Work instructions → Reproduce the entries from the line containing "Expected: one point per instance of the logo" through the end of the entries, including the requests, and rescale every point coordinate in the answers by multiplying it by 1.7 and rounding to the nearest whole number, with halves rounded up. Omit the pictures from your answer.

Excerpts from a pointing dataset:
================

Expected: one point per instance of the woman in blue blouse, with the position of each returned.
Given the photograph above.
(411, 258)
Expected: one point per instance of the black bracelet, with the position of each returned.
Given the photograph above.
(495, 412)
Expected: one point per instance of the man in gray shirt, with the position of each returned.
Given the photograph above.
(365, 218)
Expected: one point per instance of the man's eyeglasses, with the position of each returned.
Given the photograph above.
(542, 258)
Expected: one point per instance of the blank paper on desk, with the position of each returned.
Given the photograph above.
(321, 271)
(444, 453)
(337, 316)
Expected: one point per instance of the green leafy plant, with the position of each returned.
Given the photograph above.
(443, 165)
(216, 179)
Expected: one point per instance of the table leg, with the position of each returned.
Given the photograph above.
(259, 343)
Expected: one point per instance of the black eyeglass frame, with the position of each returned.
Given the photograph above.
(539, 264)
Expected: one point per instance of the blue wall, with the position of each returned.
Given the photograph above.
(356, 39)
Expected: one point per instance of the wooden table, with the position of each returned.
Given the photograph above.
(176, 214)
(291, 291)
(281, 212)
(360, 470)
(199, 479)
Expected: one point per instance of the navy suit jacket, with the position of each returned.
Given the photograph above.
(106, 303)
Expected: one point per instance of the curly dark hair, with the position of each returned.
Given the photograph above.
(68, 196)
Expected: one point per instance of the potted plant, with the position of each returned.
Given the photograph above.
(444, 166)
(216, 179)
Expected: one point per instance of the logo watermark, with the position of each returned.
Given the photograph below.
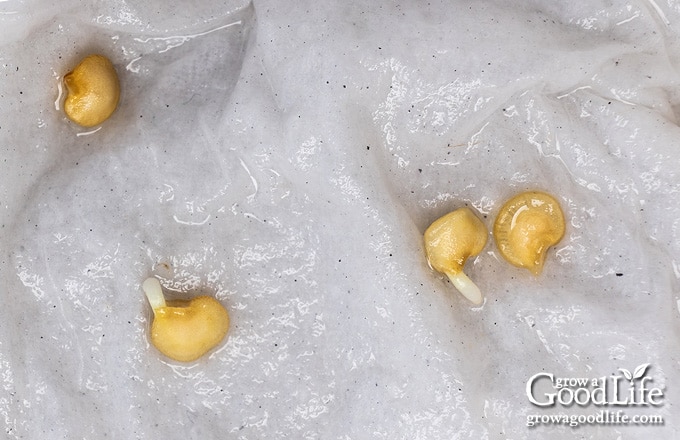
(607, 394)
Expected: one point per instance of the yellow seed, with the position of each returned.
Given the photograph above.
(185, 330)
(92, 91)
(450, 241)
(526, 227)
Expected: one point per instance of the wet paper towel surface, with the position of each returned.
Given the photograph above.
(287, 160)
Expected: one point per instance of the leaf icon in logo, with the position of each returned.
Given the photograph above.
(626, 373)
(640, 371)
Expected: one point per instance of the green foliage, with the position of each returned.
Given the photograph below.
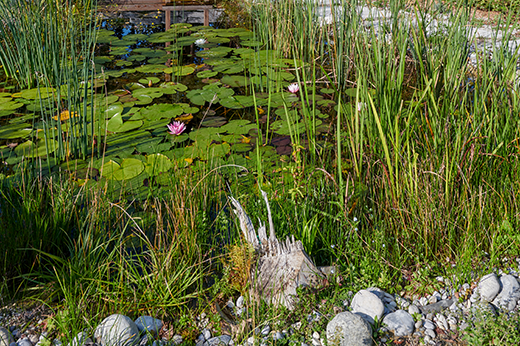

================

Solution to this problem →
Expected: one point per instance of the logo watermark, with the position of each returned.
Given the photograph below.
(1032, 670)
Expected: one point per instance of the yellow seed, with the position of each returned.
Given the photograph above.
(315, 561)
(156, 155)
(765, 410)
(894, 386)
Expected: one point per instance of the wet paper towel surface, with the position of each returned.
Given the photograph above.
(488, 272)
Expected: one point per instance of the leaf icon in logo, with the position of each returned.
Given the photograph above.
(1064, 634)
(1088, 631)
Expected: one point per instance of the green foliage, with the position of each returned.
Given the photograph below.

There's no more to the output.